### Exercise data
■ ■ ■
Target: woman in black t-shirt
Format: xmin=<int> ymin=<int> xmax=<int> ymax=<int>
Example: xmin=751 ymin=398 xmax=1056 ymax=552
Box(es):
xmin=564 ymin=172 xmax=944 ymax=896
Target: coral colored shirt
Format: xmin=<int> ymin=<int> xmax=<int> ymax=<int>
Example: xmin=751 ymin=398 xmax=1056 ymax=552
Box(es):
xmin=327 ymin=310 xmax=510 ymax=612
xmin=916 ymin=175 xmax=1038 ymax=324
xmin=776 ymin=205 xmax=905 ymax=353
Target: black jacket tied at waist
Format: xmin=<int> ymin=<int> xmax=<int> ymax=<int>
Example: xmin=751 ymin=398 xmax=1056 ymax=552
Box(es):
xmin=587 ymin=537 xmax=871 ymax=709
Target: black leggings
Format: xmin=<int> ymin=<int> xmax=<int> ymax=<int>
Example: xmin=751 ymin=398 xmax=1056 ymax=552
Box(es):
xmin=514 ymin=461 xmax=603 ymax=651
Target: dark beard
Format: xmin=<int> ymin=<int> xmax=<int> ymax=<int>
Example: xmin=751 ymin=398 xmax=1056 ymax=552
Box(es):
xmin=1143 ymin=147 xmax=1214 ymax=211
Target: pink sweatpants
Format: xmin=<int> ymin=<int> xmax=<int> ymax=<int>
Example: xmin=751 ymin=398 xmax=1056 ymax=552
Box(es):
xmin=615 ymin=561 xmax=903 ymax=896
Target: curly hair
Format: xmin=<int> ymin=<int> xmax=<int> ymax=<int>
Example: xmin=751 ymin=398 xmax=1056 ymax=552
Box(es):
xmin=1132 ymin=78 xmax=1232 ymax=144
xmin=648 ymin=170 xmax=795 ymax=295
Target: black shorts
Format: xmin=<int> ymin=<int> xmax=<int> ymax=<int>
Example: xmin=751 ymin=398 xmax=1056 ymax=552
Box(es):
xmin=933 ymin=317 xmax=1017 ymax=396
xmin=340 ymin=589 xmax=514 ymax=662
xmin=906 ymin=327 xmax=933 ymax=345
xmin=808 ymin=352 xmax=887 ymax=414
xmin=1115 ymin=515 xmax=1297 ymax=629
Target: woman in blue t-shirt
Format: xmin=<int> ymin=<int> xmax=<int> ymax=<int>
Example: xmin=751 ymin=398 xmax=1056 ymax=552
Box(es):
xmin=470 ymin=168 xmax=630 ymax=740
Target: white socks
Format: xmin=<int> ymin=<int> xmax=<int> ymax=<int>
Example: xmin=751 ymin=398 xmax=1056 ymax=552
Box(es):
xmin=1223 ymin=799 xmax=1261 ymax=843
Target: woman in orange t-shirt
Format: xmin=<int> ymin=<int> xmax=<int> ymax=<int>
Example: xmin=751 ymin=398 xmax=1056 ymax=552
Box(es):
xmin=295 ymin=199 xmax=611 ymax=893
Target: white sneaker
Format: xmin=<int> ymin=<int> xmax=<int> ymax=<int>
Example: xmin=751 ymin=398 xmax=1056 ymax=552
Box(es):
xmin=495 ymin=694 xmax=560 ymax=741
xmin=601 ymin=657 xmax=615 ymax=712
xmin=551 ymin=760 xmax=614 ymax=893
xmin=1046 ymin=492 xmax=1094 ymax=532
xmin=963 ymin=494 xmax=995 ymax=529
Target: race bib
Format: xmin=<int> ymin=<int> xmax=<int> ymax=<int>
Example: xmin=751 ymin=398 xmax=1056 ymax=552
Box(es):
■ ■ ■
### Job
Output the entire listing above again, line for line, without changing anything.

### Task solution
Target: woman in black t-shirt
Format: xmin=<int> ymin=<int> xmax=<int> ymax=<int>
Example: xmin=751 ymin=398 xmax=1056 ymax=552
Box(es):
xmin=564 ymin=172 xmax=944 ymax=896
Target: coral colored shirt
Format: xmin=<int> ymin=<int> xmax=<int> ymax=<int>
Example: xmin=751 ymin=398 xmax=1056 ymax=552
Box(es):
xmin=327 ymin=310 xmax=510 ymax=612
xmin=916 ymin=175 xmax=1038 ymax=324
xmin=776 ymin=205 xmax=905 ymax=353
Target: black jacket tied at waist
Format: xmin=<int> ymin=<int> xmax=<int> ymax=<int>
Example: xmin=751 ymin=398 xmax=1056 ymax=552
Box(es):
xmin=587 ymin=537 xmax=871 ymax=709
Target: black leggings
Format: xmin=<int> ymin=<int> xmax=<int> ymax=<int>
Example: xmin=751 ymin=398 xmax=1056 ymax=552
Box(es):
xmin=514 ymin=461 xmax=603 ymax=651
Target: dark beard
Format: xmin=<int> ymin=<int> xmax=<int> ymax=<int>
Example: xmin=751 ymin=398 xmax=1056 ymax=552
Box(es):
xmin=1143 ymin=147 xmax=1214 ymax=211
Target: pink sweatpants
Format: xmin=<int> ymin=<int> xmax=<int> ymax=<int>
Example: xmin=751 ymin=398 xmax=1056 ymax=552
Box(es):
xmin=615 ymin=561 xmax=903 ymax=896
Target: curly hair
Format: xmin=<int> ymin=<int> xmax=<int> ymax=<int>
Example: xmin=751 ymin=398 xmax=1056 ymax=552
Box(es):
xmin=1132 ymin=78 xmax=1232 ymax=144
xmin=648 ymin=170 xmax=795 ymax=295
Target: black shorts
Format: xmin=<int> ymin=<int> xmax=<int> ymax=<int>
Example: xmin=751 ymin=398 xmax=1056 ymax=552
Box(es):
xmin=933 ymin=317 xmax=1017 ymax=396
xmin=340 ymin=589 xmax=514 ymax=662
xmin=906 ymin=327 xmax=933 ymax=345
xmin=808 ymin=352 xmax=887 ymax=414
xmin=1115 ymin=515 xmax=1297 ymax=629
Target: woman in blue t-shirt
Format: xmin=<int> ymin=<int> xmax=<int> ymax=<int>
Example: xmin=751 ymin=398 xmax=1056 ymax=552
Box(es):
xmin=470 ymin=168 xmax=630 ymax=740
Target: white socks
Format: xmin=<int> ymin=<int> xmax=<int> ymax=<int>
Example: xmin=751 ymin=398 xmax=1056 ymax=552
Box(es):
xmin=1223 ymin=799 xmax=1261 ymax=843
Target: woman in orange t-shirt
Format: xmin=<int> ymin=<int> xmax=<int> ymax=<int>
Example: xmin=751 ymin=398 xmax=1056 ymax=552
Box(es):
xmin=295 ymin=199 xmax=611 ymax=893
Target: white sneaker
Format: xmin=<int> ymin=<int> xmax=<int> ymax=<int>
Example: xmin=751 ymin=398 xmax=1056 ymax=552
Box(es):
xmin=495 ymin=694 xmax=560 ymax=741
xmin=601 ymin=657 xmax=615 ymax=712
xmin=551 ymin=760 xmax=614 ymax=893
xmin=1046 ymin=492 xmax=1094 ymax=532
xmin=963 ymin=494 xmax=995 ymax=529
Target: race bib
Format: xmin=<int> ymin=<int> xmax=<int> ymax=<int>
Example: xmin=751 ymin=398 xmax=1056 ymax=552
Box(es):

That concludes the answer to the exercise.